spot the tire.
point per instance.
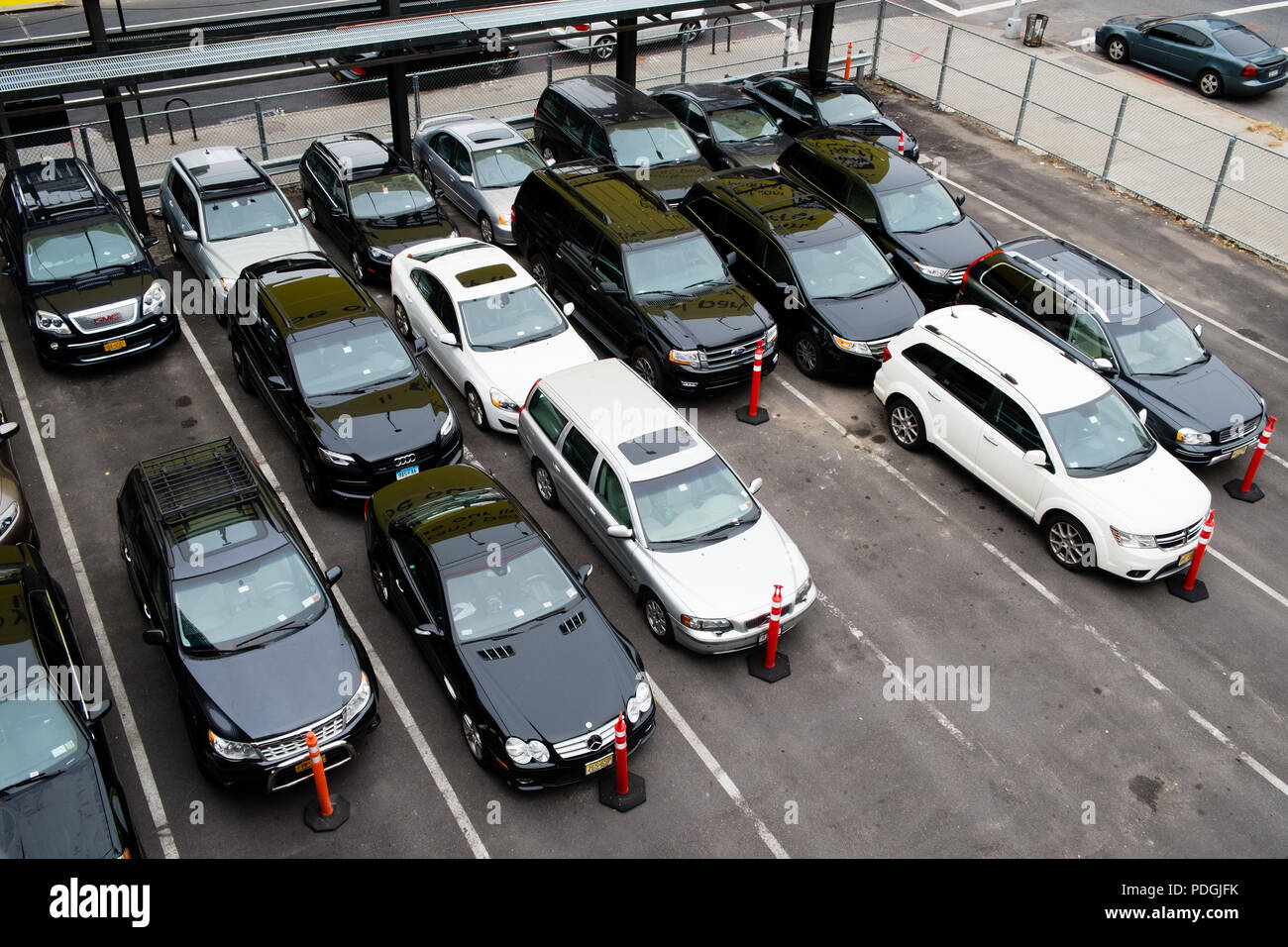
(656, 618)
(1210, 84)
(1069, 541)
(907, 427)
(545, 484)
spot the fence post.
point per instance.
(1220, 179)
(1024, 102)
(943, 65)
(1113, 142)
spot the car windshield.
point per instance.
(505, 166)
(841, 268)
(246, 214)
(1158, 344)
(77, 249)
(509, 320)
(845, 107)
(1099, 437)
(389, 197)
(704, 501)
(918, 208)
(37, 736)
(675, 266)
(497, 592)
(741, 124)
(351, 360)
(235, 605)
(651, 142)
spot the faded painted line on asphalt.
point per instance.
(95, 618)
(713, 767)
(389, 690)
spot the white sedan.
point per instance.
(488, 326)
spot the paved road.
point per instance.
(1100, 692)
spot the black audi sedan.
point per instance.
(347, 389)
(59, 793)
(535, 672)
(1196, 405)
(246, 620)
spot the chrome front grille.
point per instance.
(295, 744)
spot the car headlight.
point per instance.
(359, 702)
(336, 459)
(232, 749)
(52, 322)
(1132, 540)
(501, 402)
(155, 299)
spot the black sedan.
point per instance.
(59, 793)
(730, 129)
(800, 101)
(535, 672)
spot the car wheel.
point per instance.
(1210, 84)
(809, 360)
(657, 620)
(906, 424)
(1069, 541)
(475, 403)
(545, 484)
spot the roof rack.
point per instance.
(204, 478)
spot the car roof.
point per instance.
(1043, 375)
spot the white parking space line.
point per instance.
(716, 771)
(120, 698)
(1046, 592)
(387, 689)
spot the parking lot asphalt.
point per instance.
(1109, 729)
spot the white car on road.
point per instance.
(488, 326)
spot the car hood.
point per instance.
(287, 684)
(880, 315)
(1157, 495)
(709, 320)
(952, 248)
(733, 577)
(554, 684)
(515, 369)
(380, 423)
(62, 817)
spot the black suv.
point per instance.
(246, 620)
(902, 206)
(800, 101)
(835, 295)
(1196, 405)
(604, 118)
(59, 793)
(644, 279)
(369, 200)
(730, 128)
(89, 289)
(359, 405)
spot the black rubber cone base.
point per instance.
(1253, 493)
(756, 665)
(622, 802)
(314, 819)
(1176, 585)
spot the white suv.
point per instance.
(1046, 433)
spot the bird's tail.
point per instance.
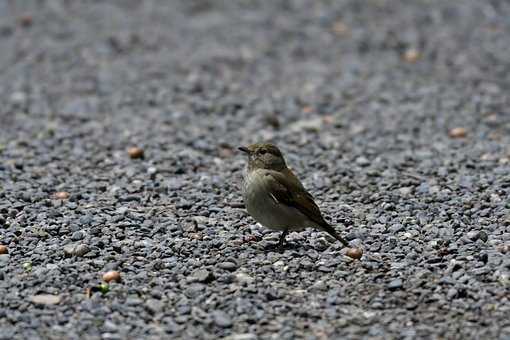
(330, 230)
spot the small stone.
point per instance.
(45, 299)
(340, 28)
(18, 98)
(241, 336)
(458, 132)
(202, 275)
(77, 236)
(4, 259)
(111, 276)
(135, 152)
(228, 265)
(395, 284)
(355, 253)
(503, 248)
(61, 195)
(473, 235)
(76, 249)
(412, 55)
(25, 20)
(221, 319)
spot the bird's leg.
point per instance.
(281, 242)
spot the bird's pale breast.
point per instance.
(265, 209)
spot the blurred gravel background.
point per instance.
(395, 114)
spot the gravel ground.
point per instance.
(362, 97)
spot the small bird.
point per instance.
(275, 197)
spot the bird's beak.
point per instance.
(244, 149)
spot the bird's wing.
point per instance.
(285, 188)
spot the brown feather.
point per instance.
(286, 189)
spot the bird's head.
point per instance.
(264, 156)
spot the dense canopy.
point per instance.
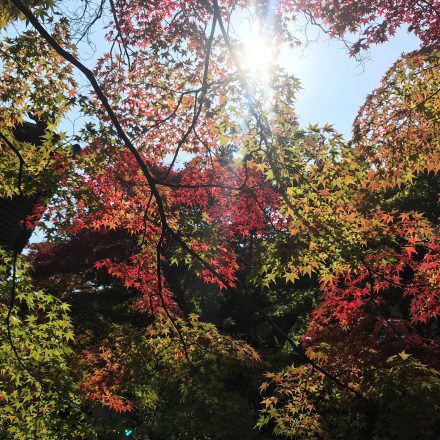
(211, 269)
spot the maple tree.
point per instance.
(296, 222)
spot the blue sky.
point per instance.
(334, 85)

━━━━━━━━━━

§ TASK PROMPT
Write out word for word the lines of the listing above from the line with "spot the bird's tail." to the line with "spot the bird's leg.", taking in both of those lines but no pictures.

§ ANSWER TO THIS EXERCISE
spot the bird's tail.
point per instance.
(330, 230)
spot the small stone.
point per instance.
(45, 299)
(340, 28)
(18, 98)
(241, 336)
(458, 132)
(202, 275)
(77, 236)
(4, 259)
(111, 276)
(135, 152)
(228, 265)
(395, 284)
(355, 253)
(503, 248)
(61, 195)
(473, 235)
(76, 249)
(412, 55)
(25, 20)
(221, 319)
spot the bird's leg.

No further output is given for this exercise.